Written instruction 1 —
Reproduce the stretch of the listing from the line containing "Guideline: one marker per instance of the glossy" through its final line, verbatim and with nothing else.

To exploit the full potential of a contemporary multicore platform, applications have to be properly parallelized. This firstly requires full understanding of source code inter-dependencies and awareness of the computing and communication resources available in the target platform. Then, developers have to make complicated decisions aiming at re-architecting the code in a way that parallelism is effectively exposed. Such decisions are based on experience but rarely supported by actual facts or data, thus developers can not predict the impact of a code modification. Finally, a multicore port of the application is created by hand, normally by adapting it to a parallel programming paradigm or model of computation (MoC) that not only needs to match the application’s domain but also requires advanced programming skills and expertise.
Developing parallel applications is considerably more difficult than writing traditional sequential code, and many times developers end up misconceiving the software design or underestimating the software inter-dependencies. The current programming practices for describing parallel applications involve multiple manual steps that are time-consuming, error-prone, and lead to low software productivity. In general, there is no widely accepted solution available yet and many issues remain open, especially in the embedded domain:
• It is difficult to identify beneficial parallelism patterns.
• Frameworks often fail to extract parallelism in languages like C, which allow the use of pointers.
• Parallelizing frameworks do not normally take into account the characteristics and resources of the targeted embedded platform.
SLX C/C++ provides solutions to the challenges mentioned in Section 1.1. It offers unique capabilities that make it the state-of-the-art solution for parallelism extraction:
• Identifies interesting patterns of parallelism such as Pipeline Level, Data Level, Task Level, and Computation Offloading Parallelism.
• It strives to support the full ANSI/ISO C (C89, C99) standards.
• It takes account of the characteristics of the underlying embedded platform. This allows for much more accurate estimations on the benefits of applying patterns of parallelism for accelerating and efficiently executing the targeted application on a given multicore platform.
Silexica offers a unique solution for automatic, high quality, parallelism extraction out of C/C++ applications, when executed on a given target platform. SLX C/C++ performs C code partitioning by analyzing control and data flow within the original sequential code, exposing a maximum amount of parallelism which is reported with parallelization hints and OpenMP pragmas.
SLX C/C++ supports automatic parallelism detection for four distinct forms of parallelism: Task Level Parallelism (TLP), Data Level Parallelism (DLP), Pipeline Level Parallelism (PLP) and Computation Offloading. Examples of TLP, DLP, PLP, and offloading instances are illustrated in Figure 1.1.
In Task Level Parallelism, a computation is divided into multiple processes that operate in parallel on different input data sets, as Figure 1.1a illustrates.

Given information —
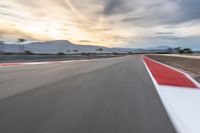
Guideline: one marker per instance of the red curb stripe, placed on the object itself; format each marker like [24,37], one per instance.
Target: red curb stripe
[167,76]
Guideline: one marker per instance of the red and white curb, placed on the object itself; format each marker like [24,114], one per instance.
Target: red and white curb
[179,93]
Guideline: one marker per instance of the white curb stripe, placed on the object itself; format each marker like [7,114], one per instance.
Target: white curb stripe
[181,104]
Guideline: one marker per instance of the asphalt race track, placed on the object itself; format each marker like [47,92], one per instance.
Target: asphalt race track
[113,95]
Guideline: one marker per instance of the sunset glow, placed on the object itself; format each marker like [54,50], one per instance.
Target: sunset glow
[101,22]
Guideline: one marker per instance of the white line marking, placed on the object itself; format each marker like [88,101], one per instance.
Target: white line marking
[181,104]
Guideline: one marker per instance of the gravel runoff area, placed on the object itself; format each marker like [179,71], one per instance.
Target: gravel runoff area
[189,65]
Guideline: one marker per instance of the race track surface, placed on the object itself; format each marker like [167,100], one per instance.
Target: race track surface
[113,95]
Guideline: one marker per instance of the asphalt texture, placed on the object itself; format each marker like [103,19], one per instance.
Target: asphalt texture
[101,96]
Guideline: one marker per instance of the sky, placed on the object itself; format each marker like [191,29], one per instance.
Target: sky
[111,23]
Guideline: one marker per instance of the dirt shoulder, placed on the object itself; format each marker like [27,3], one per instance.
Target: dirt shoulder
[189,65]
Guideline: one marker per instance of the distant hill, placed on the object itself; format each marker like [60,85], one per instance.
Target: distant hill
[64,46]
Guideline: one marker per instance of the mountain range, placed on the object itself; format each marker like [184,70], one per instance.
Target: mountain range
[64,46]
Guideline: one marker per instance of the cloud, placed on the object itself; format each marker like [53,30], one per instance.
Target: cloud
[103,22]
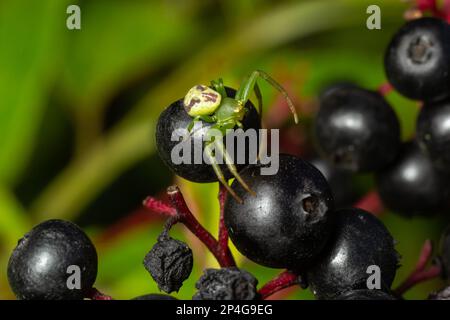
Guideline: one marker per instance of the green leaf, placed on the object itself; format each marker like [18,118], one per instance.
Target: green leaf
[119,41]
[30,33]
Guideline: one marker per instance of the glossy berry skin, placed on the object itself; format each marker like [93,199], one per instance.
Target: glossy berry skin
[445,252]
[226,284]
[412,185]
[433,132]
[175,117]
[288,222]
[366,294]
[417,61]
[37,268]
[360,240]
[340,181]
[356,129]
[444,294]
[155,296]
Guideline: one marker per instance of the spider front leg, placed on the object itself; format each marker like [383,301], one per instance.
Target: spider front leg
[243,94]
[219,146]
[208,119]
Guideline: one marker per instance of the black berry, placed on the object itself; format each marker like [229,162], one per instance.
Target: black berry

Written instruction 2 —
Quote verbatim the stretch of the passage on parallel programming from "Developing parallel applications" through "targeted embedded platform.".

Finished answer 1 —
Guideline: one marker per instance of the glossy berry skin, placed on the object itself; format each marker like [93,199], one per instance.
Target: glossy berry skin
[445,252]
[226,284]
[412,185]
[433,132]
[175,117]
[288,222]
[366,294]
[417,61]
[37,268]
[360,240]
[340,181]
[356,129]
[444,294]
[155,296]
Guideline: one marker per instance of the spider front leg, placed on the object itself; format each marker like [383,301], one per instance.
Target: spider front leg
[243,94]
[219,146]
[208,119]
Guideline: one marker per instance of the black berry, placed on the object itself; format each marker like [229,162], one per instance.
Target: black berry

Finished answer 2 —
Developing parallel applications is considerably more difficult than writing traditional sequential code, and many times developers end up misconceiving the software design or underestimating the software inter-dependencies. The current programming practices for describing parallel applications involve multiple manual steps that are time-consuming, error-prone, and lead to low software productivity. In general, there is no widely accepted solution available yet and many issues remain open, especially in the embedded domain:
• It is difficult to identify beneficial parallelism patterns.
• Frameworks often fail to extract parallelism in languages like C, which allow the use of pointers.
• Parallelizing frameworks do not normally take into account the characteristics and resources of the targeted embedded platform.